■ Data in this exercise
>>>>
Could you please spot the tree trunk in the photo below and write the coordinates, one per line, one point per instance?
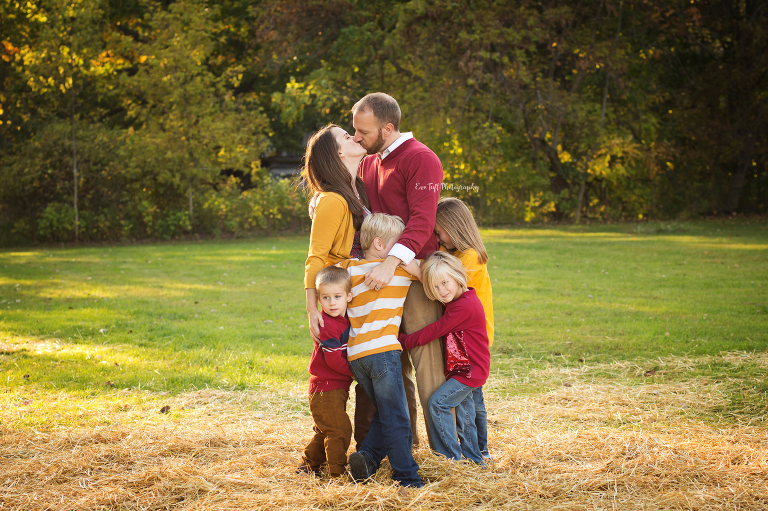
(191, 210)
(582, 189)
(737, 185)
(74, 157)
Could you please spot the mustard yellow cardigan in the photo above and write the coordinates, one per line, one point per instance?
(331, 238)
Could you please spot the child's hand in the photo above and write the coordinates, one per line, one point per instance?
(413, 268)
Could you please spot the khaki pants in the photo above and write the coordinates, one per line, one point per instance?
(418, 312)
(332, 432)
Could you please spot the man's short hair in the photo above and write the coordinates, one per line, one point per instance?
(334, 276)
(436, 266)
(380, 225)
(384, 108)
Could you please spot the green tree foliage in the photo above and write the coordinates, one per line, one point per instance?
(539, 109)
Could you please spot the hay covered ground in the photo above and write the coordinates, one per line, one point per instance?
(629, 372)
(589, 444)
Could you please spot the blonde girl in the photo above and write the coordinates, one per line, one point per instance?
(467, 360)
(457, 234)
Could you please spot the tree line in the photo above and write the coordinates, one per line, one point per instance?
(127, 119)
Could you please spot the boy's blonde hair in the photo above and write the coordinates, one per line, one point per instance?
(380, 225)
(334, 276)
(456, 219)
(436, 266)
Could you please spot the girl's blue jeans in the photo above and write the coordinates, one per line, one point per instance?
(450, 441)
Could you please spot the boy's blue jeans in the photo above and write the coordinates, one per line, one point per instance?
(450, 441)
(390, 434)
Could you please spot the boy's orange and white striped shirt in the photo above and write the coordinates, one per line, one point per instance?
(374, 316)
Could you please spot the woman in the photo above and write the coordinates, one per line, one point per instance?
(340, 205)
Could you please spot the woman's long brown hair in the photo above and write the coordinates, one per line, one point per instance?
(325, 172)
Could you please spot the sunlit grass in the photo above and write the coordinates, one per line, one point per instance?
(83, 325)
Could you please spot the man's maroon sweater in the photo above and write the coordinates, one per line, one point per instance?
(464, 314)
(407, 183)
(328, 367)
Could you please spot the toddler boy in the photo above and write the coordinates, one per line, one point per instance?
(330, 378)
(374, 354)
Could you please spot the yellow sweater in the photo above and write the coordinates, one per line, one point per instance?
(478, 278)
(331, 238)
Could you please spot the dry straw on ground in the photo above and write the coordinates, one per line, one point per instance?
(587, 446)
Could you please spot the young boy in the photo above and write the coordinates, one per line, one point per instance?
(330, 378)
(374, 354)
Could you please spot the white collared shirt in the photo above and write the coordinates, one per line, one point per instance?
(402, 252)
(394, 145)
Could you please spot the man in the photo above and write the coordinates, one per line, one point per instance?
(402, 177)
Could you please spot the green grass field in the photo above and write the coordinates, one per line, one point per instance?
(117, 324)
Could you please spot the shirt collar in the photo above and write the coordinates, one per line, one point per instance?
(394, 145)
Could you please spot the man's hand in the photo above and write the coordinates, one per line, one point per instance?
(315, 323)
(413, 268)
(381, 274)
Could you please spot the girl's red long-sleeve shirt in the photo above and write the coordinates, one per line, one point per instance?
(407, 183)
(328, 367)
(464, 314)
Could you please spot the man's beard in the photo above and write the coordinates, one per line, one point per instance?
(376, 147)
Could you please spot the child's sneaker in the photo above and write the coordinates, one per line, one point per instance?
(359, 467)
(306, 469)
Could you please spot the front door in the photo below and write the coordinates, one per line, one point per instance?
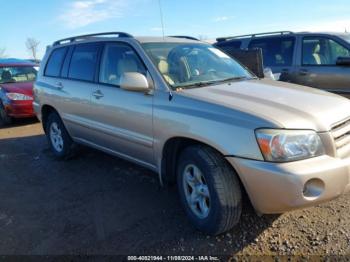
(122, 119)
(318, 65)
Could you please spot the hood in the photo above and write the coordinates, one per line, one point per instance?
(287, 105)
(25, 88)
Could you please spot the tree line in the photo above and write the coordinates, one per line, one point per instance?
(32, 46)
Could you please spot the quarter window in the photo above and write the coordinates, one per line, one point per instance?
(322, 51)
(276, 51)
(54, 64)
(117, 60)
(83, 62)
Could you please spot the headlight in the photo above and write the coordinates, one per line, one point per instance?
(18, 96)
(288, 145)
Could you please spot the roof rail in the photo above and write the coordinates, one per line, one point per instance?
(221, 39)
(81, 37)
(185, 37)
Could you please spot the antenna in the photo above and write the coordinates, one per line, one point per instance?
(161, 17)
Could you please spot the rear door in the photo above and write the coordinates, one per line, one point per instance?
(278, 54)
(75, 87)
(317, 64)
(122, 119)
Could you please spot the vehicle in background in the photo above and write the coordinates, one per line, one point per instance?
(320, 60)
(16, 89)
(189, 112)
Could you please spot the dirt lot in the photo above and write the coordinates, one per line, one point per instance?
(99, 204)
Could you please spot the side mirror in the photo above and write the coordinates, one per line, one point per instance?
(343, 61)
(134, 81)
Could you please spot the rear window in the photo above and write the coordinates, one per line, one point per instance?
(276, 51)
(53, 67)
(83, 62)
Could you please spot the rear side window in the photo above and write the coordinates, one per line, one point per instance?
(54, 64)
(83, 62)
(322, 51)
(276, 51)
<<<<
■ Request
Copy every line from the one containing "Could you please spot the rear window" through the end of the rows, adding 128 to each number in the coordinate pairs and leaving all other wording unchanged.

■ Response to the task
Could you please spot the rear window in the photo above and write the coordinates, one per line, one point per instance?
(404, 179)
(181, 195)
(211, 190)
Could you please spot the rear side window in the photo above and write the coordinates, one per line, one point per instance?
(182, 192)
(211, 190)
(450, 179)
(404, 179)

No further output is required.